→ SHORT PROBLEM: Resume the passage below on the roll-back mechanism for asynchronous checkpointing and recovery, picking up right after its final sentence.

1
A Novel Roll-Back Mechanism for Performance Enhancement of
Asynchronous Checkpointing and Recovery
Keywords: asynchronous checkpointing, recovery, maximum consistent state
In this paper, we present a high performance recovery algorithm for distributed systems in which checkpoints are taken asynchronously. It offers fast determination of the recent consistent global checkpoint (maximum consistent state) of a distributed system after the system recovers from a failure.
The main feature of the proposed recovery algorithm is that it avoids to a good extent unnecessary comparisons of checkpoints while testing for their mutual consistency. The algorithm is executed simultaneously by all participating processes, which ensures its fast execution. Moreover, we have presented an enhancement of the proposed recovery idea to put a limit on the dynamically growing lengths of the data structures used. It further reduces the number of comparisons necessary to determine a recent consistent state and thereby reducing further the time of completion of the recovery algorithm.
Finally, it is shown that the proposed algorithm offers better performance compared to some related existing works that use asynchronous checkpointing.

→ INFORMATION SHOWN:

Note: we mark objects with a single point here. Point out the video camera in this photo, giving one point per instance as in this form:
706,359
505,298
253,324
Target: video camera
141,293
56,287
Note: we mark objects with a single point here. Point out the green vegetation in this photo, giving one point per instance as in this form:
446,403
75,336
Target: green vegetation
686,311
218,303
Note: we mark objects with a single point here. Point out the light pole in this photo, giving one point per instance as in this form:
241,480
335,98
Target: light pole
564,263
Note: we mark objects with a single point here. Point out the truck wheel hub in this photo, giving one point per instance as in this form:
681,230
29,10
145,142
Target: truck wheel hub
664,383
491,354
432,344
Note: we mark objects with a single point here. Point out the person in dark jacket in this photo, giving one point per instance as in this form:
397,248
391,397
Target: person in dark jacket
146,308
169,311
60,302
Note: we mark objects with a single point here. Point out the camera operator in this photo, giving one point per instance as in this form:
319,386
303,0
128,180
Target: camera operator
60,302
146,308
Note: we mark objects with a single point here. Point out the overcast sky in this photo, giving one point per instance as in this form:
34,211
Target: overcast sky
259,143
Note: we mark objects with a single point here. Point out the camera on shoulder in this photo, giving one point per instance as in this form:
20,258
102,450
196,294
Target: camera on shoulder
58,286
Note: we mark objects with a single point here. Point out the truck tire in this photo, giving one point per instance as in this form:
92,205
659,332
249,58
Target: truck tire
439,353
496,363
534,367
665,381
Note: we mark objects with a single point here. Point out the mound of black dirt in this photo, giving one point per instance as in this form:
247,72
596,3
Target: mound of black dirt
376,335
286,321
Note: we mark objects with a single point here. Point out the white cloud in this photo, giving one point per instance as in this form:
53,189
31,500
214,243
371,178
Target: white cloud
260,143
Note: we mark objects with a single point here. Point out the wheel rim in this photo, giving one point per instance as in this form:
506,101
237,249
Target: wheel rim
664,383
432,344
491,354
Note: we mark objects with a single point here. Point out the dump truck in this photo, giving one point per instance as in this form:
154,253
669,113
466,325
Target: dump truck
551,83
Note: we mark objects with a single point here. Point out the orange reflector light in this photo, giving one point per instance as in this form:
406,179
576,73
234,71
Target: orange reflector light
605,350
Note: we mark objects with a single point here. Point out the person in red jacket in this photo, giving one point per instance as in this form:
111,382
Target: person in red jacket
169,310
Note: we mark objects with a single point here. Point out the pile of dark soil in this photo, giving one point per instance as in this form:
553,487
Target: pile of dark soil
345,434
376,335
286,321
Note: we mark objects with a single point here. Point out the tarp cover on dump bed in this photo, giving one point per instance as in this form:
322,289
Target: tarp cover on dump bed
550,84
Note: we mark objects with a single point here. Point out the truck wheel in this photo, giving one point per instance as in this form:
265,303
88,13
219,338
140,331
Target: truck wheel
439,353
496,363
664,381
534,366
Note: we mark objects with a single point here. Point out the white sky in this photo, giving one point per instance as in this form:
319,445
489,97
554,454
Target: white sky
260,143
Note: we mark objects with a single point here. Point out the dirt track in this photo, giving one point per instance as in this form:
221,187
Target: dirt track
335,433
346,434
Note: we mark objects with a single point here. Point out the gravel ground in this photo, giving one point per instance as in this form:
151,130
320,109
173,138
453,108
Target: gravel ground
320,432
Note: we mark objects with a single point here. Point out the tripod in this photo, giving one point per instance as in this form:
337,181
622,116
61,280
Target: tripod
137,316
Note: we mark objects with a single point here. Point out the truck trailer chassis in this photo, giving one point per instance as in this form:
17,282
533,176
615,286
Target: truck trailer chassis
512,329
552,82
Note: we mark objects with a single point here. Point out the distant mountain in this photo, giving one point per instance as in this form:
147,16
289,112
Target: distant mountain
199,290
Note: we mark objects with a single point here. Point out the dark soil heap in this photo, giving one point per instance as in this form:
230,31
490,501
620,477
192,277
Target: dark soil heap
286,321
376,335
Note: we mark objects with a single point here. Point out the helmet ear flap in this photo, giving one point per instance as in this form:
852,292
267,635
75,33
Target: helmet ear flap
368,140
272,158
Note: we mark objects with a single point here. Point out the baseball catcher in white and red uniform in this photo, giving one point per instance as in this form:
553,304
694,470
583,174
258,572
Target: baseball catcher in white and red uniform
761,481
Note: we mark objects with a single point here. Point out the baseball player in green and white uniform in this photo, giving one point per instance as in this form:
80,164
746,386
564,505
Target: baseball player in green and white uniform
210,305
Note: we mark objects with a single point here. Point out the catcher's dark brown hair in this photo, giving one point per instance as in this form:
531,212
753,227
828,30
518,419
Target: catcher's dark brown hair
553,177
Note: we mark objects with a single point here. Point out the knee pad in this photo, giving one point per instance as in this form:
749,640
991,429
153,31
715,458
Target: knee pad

→ RESULT:
1
Introduction
Checkpointing and rollback-recovery are wellknown techniques for providing fault-tolerance in distributed systems [1]-[5]. The failures are basically transient in nature such as hardware error [1]. Typically, in distributed systems, all the sites save their local states, known as local checkpoints. All the local checkpoints, one from each site, collectively form a global checkpoint.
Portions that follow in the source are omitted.